> _DAFTAR PERMINTAAN_
**1)** Terjemahkan ke dalam bahasa Inggris kalimat berikut dari bacaan tentang penerimaan siswa baru: "Masyarakat kecil dan menengah dalam kota biasanya terkonsentrasi di sekolah-sekolah negeri."
**2)** Lanjutkan bacaan tentang penerimaan siswa baru mulai dari kalimat terakhir yang tercantum.

> _BACAAN_
---------------

Penerimaan Siswa Baru dalam Tirani Kekuasaan
Penerimaan
Siswa Baru (PSB) atau Penerimaan Peserta Didik Baru (PPDB), adalah agenda
tahunan bidang pendidikan di tanah air. Setiap tahun ajaran baru dibarengi
dengan penerimaan peserta didik baru, baik di tingkat Sekolah Dasar (SD),
Sekolah Menengah Pertama (SMP) maupun Sekolah Menengah Atas atau Kejuruan
(SMA/SMK).
Orangtua
calon siswa berlomba-lomba mendaftarkan putra-putri mereka ke sekolah-sekolah
pilihan. Fenomenanya, sekolah negeri masih menjadi destinasi utama, karena selain
ekonomis, juga beberapa diantara sekian banyak sekolah negeri, lebih
difavoritkan oleh orangtua. Sekalipun ada sekolah swasta yang difavoritkan, namun
mahal, jadi hanya anak orang kaya yang punya akses ke sana. Masyarakat kecil
dan menengah dalam kota biasanya terkonsentrasi di sekolah-sekolah negeri. Itulah
yang membuat sekolah-sekolah negeri kerepotan akibat kebanjiran calon siswa yang
mendaftar. Membludaknya calon siswa baru, di satu pihak menandakan tingginya
animo masyarakat akan pentingnya pendidikan bagi masa depan anak-anak,
sementara di lain pihak, pemerintah dan sekolah terbentur dengan keterbatasan
sarana dan prasarana, seperti ruang kelas, tenaga pendidik dan sejenisnya. Hal
tersebut menimbulkan persaingan yang tidak mudah demi mendapatkan kursi. Karena
ketatnya persaingan, banyak calon siswa yang terpaksa harus lapang dada karena
tidak lulus. Anak-anak dari masyarakat kecil terpaksa harus banting tulang guna
mencari sekolah ke sana ke mari, namun mereka dari keluarga yang punya uang dan
kekuasaan, bisa diterima lewat “pintu belakang”, bahkan tanpa tes, hanya
bermodalkan kekuasaan dan jabatan.

---------------

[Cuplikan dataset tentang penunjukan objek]

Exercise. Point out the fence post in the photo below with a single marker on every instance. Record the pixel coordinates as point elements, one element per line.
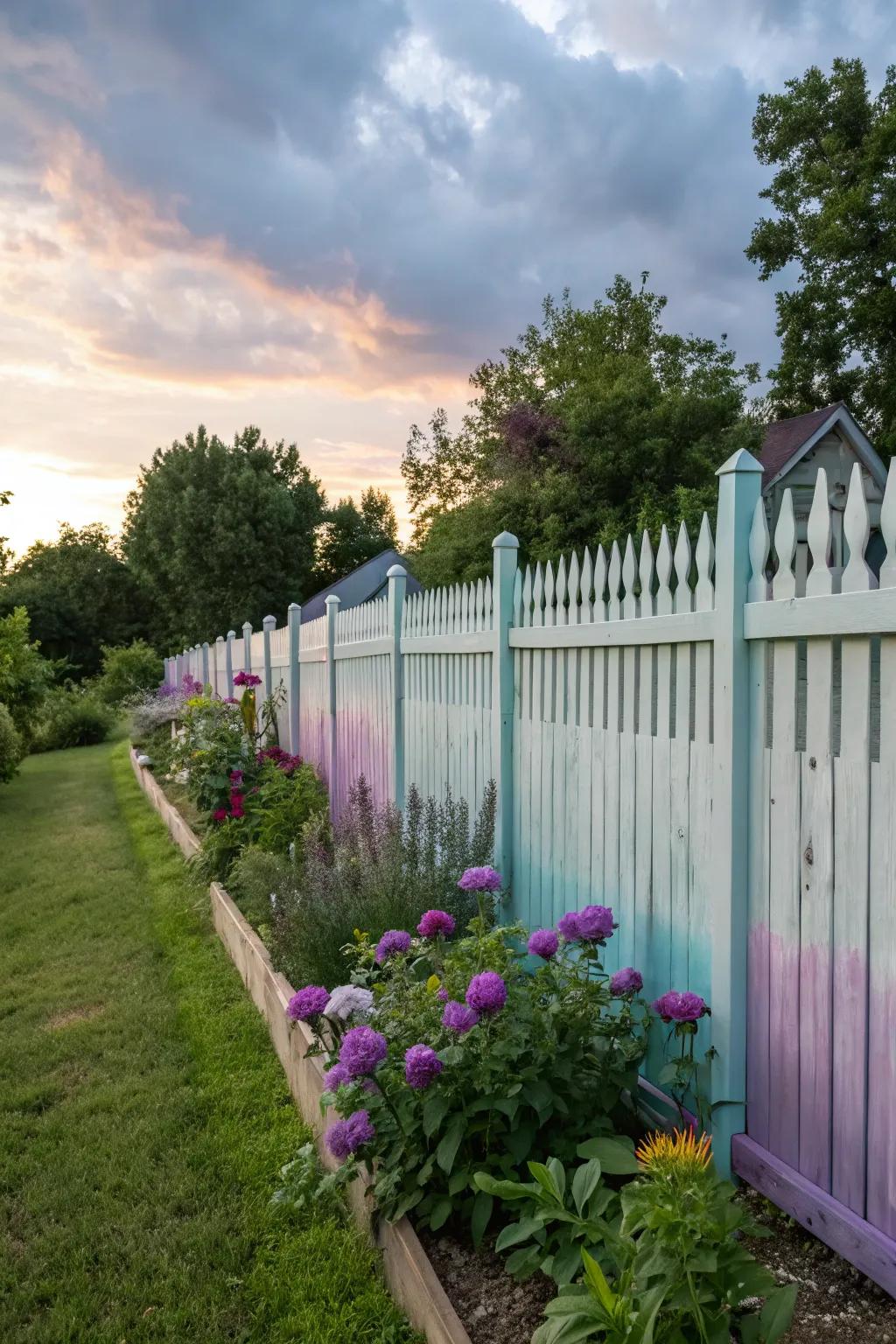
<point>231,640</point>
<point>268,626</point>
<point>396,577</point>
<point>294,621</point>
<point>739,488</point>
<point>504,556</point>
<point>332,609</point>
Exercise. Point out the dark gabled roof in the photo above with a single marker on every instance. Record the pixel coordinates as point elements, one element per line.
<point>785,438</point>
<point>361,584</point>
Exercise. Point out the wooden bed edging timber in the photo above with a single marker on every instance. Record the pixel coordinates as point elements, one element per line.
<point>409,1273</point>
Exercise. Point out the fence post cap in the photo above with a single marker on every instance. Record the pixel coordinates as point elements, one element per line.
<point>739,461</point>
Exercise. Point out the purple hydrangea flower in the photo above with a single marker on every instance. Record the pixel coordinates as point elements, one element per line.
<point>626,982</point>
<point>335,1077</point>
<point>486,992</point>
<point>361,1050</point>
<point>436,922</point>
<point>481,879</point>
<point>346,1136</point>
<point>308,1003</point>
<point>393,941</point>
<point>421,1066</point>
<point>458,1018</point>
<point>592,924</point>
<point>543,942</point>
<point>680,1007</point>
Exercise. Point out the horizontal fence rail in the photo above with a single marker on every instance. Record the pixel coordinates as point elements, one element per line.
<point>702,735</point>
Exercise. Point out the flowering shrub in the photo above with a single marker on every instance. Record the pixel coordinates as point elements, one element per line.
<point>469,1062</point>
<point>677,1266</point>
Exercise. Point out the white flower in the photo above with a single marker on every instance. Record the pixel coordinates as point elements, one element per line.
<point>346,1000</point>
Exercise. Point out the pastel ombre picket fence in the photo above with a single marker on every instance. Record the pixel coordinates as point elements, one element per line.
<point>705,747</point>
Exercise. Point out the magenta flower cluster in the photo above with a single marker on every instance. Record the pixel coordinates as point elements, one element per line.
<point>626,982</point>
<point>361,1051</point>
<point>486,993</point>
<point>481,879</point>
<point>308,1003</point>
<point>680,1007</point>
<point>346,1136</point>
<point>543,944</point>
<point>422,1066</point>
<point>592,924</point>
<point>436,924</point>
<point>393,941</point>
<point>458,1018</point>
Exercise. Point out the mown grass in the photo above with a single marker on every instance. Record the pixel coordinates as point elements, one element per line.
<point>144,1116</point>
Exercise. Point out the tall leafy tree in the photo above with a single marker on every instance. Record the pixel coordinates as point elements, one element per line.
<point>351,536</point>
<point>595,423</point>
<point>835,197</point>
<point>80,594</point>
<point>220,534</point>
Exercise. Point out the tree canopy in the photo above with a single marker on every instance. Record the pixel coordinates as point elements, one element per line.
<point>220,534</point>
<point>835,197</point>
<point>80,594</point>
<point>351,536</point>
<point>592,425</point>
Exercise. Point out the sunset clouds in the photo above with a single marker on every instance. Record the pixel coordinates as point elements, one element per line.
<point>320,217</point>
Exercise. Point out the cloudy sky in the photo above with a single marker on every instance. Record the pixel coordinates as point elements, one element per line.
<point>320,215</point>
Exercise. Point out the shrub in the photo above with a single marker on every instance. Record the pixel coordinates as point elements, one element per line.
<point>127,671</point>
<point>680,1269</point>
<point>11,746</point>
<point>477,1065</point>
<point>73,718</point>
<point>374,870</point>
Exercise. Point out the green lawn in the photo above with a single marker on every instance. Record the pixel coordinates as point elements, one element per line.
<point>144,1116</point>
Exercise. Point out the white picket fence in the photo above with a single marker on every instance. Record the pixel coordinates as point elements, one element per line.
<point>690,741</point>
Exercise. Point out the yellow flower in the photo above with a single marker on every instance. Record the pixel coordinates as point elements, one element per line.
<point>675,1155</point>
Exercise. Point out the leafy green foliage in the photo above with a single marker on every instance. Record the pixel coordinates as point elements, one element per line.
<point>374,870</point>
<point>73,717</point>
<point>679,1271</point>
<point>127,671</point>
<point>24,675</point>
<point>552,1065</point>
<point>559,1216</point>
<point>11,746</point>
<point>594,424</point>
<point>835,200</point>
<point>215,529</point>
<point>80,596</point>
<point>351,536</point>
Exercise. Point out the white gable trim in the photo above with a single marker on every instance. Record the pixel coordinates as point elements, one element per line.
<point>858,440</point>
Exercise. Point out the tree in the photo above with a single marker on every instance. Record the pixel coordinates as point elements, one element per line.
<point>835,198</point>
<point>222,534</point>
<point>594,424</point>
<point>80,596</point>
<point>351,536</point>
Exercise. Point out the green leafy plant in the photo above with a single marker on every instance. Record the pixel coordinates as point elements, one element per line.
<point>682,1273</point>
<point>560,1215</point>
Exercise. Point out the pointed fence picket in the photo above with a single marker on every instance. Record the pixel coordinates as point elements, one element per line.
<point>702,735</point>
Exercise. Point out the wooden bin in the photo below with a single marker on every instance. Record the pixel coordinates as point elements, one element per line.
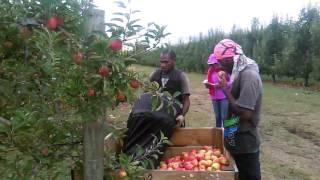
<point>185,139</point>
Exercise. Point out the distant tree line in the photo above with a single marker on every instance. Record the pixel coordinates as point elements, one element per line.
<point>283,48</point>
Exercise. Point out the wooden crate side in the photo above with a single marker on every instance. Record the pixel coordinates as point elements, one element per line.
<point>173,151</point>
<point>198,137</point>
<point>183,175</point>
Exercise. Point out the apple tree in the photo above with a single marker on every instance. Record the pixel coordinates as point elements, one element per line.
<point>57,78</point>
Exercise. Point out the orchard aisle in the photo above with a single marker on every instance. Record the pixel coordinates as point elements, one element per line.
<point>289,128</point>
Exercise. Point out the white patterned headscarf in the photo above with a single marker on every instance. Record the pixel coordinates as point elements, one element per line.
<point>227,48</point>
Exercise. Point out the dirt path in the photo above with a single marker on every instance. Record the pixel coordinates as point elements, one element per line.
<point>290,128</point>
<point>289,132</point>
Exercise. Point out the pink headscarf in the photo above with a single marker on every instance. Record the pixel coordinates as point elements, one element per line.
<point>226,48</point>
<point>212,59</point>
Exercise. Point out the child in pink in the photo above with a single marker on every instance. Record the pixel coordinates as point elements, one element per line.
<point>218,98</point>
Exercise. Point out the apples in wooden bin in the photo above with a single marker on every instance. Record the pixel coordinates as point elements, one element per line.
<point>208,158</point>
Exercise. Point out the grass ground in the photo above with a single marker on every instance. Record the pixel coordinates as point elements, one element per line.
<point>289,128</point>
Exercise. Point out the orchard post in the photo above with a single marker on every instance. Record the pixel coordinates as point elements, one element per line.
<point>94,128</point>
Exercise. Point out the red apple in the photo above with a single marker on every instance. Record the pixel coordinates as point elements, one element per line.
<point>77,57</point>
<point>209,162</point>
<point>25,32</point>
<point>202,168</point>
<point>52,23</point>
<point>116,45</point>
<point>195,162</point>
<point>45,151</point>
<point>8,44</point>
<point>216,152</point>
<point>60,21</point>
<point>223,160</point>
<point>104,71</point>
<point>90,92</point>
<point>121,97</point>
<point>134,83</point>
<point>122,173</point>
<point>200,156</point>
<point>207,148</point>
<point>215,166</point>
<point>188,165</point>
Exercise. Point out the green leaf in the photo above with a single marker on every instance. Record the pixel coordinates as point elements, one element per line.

---------------

> _JAWABAN TIAP TUGAS_
**1)** Lower- and middle-class residents in the city are usually concentrated in public schools.

**2)**
Siswa Titipan dan “Surat Sakti” Pejabat
Ternyata
oknum-oknum pejabat serpihan orde baru masih hidup di zaman ini. Hidup di zaman
reformasi, tetapi mental orde baru. Negara demokrasi namun pejabat bermental “Negara Tirani”. Mereka adalah oknum pejabat
bermental “priyayi” yang menganggap jabatan sebagai instrumen untuk bertindak seenak
jidat. Itulah sebuah tirani kekuasaan dalam penerimaan siswa baru. Mereka memanfaatkan
jabatan dan kekuasaan untuk bertindak sewenang-wenang demi melanggengkan kepentingan
diri dan keluarga.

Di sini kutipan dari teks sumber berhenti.